_WHAT YOU HAVE TO DO:_ Nothing but the lines from the one with "Locate the white and" to the final line should be returned, each exactly as it appears.

_INFORMATION SHOWN:_
+ + + + +
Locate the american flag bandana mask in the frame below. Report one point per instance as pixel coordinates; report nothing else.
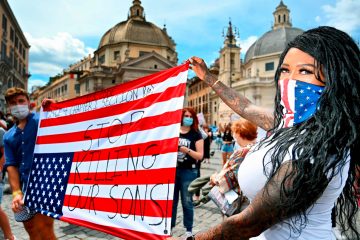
(299, 100)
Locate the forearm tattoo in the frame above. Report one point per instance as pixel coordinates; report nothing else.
(265, 210)
(240, 104)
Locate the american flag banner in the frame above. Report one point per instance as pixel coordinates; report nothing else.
(107, 160)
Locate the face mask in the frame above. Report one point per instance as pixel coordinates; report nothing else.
(299, 100)
(20, 111)
(187, 121)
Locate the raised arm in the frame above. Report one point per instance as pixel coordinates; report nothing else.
(262, 117)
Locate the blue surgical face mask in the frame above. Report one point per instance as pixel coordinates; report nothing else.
(299, 100)
(187, 122)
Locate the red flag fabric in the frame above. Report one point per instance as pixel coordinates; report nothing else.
(107, 160)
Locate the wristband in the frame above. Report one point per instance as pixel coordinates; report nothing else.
(215, 82)
(15, 193)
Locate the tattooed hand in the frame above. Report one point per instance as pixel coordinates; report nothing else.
(262, 117)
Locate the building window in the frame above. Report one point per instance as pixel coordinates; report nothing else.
(77, 88)
(102, 59)
(16, 42)
(142, 53)
(12, 35)
(269, 66)
(249, 72)
(116, 55)
(3, 50)
(87, 85)
(4, 25)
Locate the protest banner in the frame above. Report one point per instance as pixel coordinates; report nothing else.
(107, 160)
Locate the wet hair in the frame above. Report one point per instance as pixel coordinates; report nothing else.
(14, 92)
(323, 143)
(195, 125)
(245, 129)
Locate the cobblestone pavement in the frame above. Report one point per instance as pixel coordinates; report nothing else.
(205, 216)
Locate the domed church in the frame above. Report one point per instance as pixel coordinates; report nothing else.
(129, 50)
(253, 76)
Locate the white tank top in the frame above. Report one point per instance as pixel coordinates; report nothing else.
(252, 179)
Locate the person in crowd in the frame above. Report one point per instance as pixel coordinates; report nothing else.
(9, 120)
(190, 151)
(3, 123)
(227, 142)
(4, 220)
(308, 161)
(207, 143)
(206, 159)
(19, 143)
(245, 135)
(218, 139)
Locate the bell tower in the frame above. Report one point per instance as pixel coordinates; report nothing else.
(281, 16)
(137, 11)
(229, 61)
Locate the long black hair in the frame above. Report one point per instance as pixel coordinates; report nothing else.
(323, 144)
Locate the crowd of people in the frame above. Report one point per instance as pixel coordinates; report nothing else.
(296, 179)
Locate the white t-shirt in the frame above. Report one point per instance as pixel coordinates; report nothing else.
(252, 179)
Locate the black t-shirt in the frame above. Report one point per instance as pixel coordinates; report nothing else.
(188, 140)
(227, 136)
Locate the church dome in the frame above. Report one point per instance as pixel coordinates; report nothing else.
(272, 42)
(137, 30)
(275, 41)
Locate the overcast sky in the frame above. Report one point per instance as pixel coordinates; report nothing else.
(62, 32)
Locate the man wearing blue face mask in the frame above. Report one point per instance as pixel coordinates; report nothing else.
(19, 143)
(190, 151)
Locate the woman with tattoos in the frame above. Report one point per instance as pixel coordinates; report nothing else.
(308, 162)
(190, 152)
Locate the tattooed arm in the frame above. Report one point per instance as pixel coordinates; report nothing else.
(262, 117)
(266, 209)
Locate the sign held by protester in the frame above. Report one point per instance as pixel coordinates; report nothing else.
(107, 160)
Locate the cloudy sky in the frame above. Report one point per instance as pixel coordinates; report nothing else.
(62, 32)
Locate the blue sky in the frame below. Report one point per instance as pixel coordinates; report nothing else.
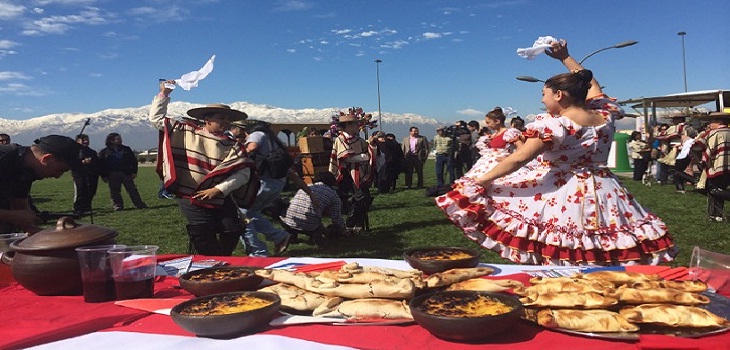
(448, 60)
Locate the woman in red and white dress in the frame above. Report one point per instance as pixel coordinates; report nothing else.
(495, 146)
(566, 207)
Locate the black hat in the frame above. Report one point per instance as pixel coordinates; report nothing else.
(62, 147)
(233, 115)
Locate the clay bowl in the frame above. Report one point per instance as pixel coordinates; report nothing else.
(466, 329)
(216, 280)
(226, 326)
(419, 259)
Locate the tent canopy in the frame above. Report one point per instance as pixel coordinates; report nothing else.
(685, 99)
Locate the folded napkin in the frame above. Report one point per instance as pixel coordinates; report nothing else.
(541, 44)
(665, 272)
(190, 80)
(657, 342)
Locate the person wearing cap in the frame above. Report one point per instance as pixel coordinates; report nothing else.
(205, 169)
(119, 167)
(86, 177)
(238, 130)
(673, 137)
(385, 161)
(415, 149)
(443, 145)
(260, 143)
(49, 156)
(715, 178)
(353, 163)
(394, 157)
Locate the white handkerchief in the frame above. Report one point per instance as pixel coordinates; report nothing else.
(541, 44)
(190, 80)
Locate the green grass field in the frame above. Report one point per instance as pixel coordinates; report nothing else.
(398, 221)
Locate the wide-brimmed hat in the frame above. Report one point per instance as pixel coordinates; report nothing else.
(715, 115)
(348, 118)
(64, 148)
(675, 116)
(243, 124)
(201, 112)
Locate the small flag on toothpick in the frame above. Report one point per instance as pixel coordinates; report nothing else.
(190, 80)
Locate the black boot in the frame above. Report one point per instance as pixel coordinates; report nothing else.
(204, 240)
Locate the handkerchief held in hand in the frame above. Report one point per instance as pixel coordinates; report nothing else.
(190, 80)
(541, 44)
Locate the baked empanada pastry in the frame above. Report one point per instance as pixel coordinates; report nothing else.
(663, 295)
(574, 286)
(569, 300)
(686, 286)
(370, 308)
(585, 320)
(673, 316)
(487, 285)
(619, 277)
(294, 297)
(449, 277)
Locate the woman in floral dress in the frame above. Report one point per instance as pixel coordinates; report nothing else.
(495, 146)
(566, 208)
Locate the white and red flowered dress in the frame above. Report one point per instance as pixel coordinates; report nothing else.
(492, 149)
(566, 208)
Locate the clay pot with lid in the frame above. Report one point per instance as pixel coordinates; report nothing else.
(46, 263)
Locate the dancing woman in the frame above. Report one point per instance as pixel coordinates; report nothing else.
(568, 209)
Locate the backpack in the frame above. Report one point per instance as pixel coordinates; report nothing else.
(276, 164)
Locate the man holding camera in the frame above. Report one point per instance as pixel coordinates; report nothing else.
(50, 156)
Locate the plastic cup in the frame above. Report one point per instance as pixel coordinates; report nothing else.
(96, 272)
(6, 273)
(711, 268)
(134, 271)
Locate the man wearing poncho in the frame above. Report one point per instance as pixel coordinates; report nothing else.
(204, 169)
(353, 163)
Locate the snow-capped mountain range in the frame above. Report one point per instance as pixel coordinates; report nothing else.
(138, 134)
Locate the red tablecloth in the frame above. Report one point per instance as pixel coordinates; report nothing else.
(45, 319)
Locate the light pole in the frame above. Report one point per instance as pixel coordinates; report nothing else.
(617, 46)
(684, 62)
(529, 79)
(377, 76)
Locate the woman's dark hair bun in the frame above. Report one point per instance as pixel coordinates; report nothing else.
(585, 75)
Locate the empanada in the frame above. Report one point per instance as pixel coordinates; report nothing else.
(449, 277)
(585, 320)
(662, 295)
(370, 308)
(673, 316)
(569, 300)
+ + + + +
_SOLUTION TO THE PROBLEM:_
Locate the white and red flowered dress in the frame above. Report one point per instance as pixel coordinates; report nothing else.
(492, 149)
(566, 208)
Locate the clay pot with lid in the frame above. Report one point per instance as pixel coordinates; report nothing else.
(46, 263)
Locate the dancing woman in the frame above. Report one point per instance as pixel coordinates; report nothing else.
(568, 209)
Locate the backpack in the frame above. Report one point per instance as pixel coordinates; report nothing else.
(276, 164)
Locate the man holding camera in the frame above. Report one point per instance as pixel coordinates; report nothing else.
(50, 156)
Locate the plastic cup in the frame above. Report one point per instance as pixel coordinates; report nothing else.
(96, 272)
(6, 273)
(711, 268)
(134, 271)
Locate the man wearing poncho in the frame above. Report one point per instance as pixel coordinates; report nothing else.
(204, 169)
(353, 163)
Locate the snow-capped mountain range in the frame above. Report one point per instance as pixel coordinates; report nothing else.
(138, 134)
Locate the red tablecloth in the frame above. Report one point per instance as pixel coordinates; report nothing else.
(45, 319)
Locate the light pole in the frame above. Report one point per instance as pixel coordinates; report nothing else.
(617, 46)
(684, 62)
(529, 79)
(377, 76)
Locate the woman's dark hair bun in the frame above. Report one point per instance as pixel coordinates; report nothing else.
(585, 75)
Locate the empanada in the frame above. Report one point per instance as pixel coordinates; report nothing else.
(449, 277)
(585, 320)
(662, 295)
(370, 308)
(673, 316)
(569, 300)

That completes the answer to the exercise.